Now I can safely say that I regained passion and committment to my career in the arts, my health improved (it’s always a balancing act with diabetes, like with everything else in life,) more trips are on the way, and now I have a way to make them more sustainable financially. And I have a calmer, confident, present, anxiety-free approach to all of it. All is coming. 2023 showed me this. 

Here a closer look at the different activities and areas of my life.

 Journalism 

On a professional level, I wrote with more sharpness than ever (sharp was indeed my word for 2023) and got two more assignments for one of the best magazines ever. I also filed a piece I’m very proud of about Libya, which will hopefully come out soon. I strengthen old collaborations and find new fulfilling ones.

I gained back my confidence to travel by myself, first with my one-month trip to Asia (Singapore and Bali), and then, a great breakthrough by going to Saudi Arabia for the first time in April, then Abu Dhabi, and two times to KSA and the UAE again in November. It opened up a new reality for me, new possibilities, outside and within myself.

A trip to the art fairs Paris+ and ASIA NOW in Paris was another blast – as I am learning more and more about Central Asia and hopefully I’ll travel there in 2024 – as well as non-work trips to Naples, Valencia, and Budapest. Even though it wasn’t all smooth sailing, each one of them brought novelty, and a sense of purpose as I was testing how travel and a relationship could coexist in my life. They were small adventures in themselves, and I felt so renewed in them.

Back in Rome, a cafè called Zazie nel Metro, proved to be the best environment to work in. And I also tried a bit of the digital nomad life, and I enjoyed it!

In 2024 I’m going to amp up my press trip game, as well as pitching weekly the big big publications I’m aiming to write for. I’ll keep a consistent 9 to 5 schedule as well, and be flexible on press trips. My mantra will be “create the occasion, and rise to it.”

Graphic Novels

Overall, this was not the most productive year for my comics. Mostly because of travel, which kept me away from the drawing board, but also because an increase in my journalistic work, and the subject itself of the comic book, which is personal and sometimes I didn’t have the right detachment.
================
- [Requests]
#1 In the 2023 review, list every city named as a destination of a non-work trip.
#2 Reproduce the 2023 review word for word from "Overall, this was" up to and including "the right detachment.".
================
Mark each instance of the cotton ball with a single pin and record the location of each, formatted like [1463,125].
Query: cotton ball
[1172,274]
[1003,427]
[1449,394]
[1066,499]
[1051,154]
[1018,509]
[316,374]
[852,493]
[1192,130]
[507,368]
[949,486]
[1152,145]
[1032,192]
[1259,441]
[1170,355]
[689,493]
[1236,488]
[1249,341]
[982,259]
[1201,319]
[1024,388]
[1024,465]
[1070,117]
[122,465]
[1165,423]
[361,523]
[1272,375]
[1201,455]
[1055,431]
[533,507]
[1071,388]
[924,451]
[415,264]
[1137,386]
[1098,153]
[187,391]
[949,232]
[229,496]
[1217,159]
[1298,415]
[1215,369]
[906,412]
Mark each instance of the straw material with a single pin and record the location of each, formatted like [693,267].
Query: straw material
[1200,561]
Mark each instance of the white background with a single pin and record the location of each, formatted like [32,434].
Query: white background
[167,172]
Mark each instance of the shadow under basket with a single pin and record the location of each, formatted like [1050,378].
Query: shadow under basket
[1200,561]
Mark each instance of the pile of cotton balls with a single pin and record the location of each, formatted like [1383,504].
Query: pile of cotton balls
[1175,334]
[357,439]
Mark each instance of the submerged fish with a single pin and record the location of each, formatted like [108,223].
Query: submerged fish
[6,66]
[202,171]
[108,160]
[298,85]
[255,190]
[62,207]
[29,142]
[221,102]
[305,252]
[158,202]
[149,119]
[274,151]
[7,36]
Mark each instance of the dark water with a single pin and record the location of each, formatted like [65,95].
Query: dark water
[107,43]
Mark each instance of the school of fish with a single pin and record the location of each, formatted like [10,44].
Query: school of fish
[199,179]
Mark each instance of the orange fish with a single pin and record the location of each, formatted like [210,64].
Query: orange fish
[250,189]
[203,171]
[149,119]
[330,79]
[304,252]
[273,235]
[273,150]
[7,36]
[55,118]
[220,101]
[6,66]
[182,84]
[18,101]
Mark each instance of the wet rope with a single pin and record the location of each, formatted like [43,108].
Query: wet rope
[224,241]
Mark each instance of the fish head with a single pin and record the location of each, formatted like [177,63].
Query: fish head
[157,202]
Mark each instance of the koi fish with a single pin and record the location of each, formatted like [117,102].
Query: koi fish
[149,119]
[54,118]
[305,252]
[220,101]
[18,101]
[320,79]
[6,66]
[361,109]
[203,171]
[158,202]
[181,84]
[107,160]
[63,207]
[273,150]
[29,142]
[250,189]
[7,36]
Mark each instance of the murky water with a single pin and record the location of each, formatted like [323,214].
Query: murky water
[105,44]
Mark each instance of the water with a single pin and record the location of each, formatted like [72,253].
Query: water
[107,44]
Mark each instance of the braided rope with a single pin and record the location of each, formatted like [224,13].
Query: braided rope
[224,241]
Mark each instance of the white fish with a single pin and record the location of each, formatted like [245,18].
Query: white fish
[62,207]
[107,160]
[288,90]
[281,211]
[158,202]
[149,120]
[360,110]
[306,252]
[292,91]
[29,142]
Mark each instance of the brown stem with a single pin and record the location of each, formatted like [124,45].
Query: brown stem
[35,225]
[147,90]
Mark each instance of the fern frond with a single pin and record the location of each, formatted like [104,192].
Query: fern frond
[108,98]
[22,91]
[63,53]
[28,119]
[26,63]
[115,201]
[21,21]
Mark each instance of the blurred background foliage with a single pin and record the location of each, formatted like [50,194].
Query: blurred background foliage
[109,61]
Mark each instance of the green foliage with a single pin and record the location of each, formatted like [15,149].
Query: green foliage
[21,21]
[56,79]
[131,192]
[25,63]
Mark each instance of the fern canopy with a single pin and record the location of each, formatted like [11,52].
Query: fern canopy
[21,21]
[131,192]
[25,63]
================
- [Full solutions]
#1 Naples, Valencia, Budapest

#2
Overall, this was not the most productive year for my comics. Mostly because of travel, which kept me away from the drawing board, but also because an increase in my journalistic work, and the subject itself of the comic book, which is personal and sometimes I didn’t have the right detachment.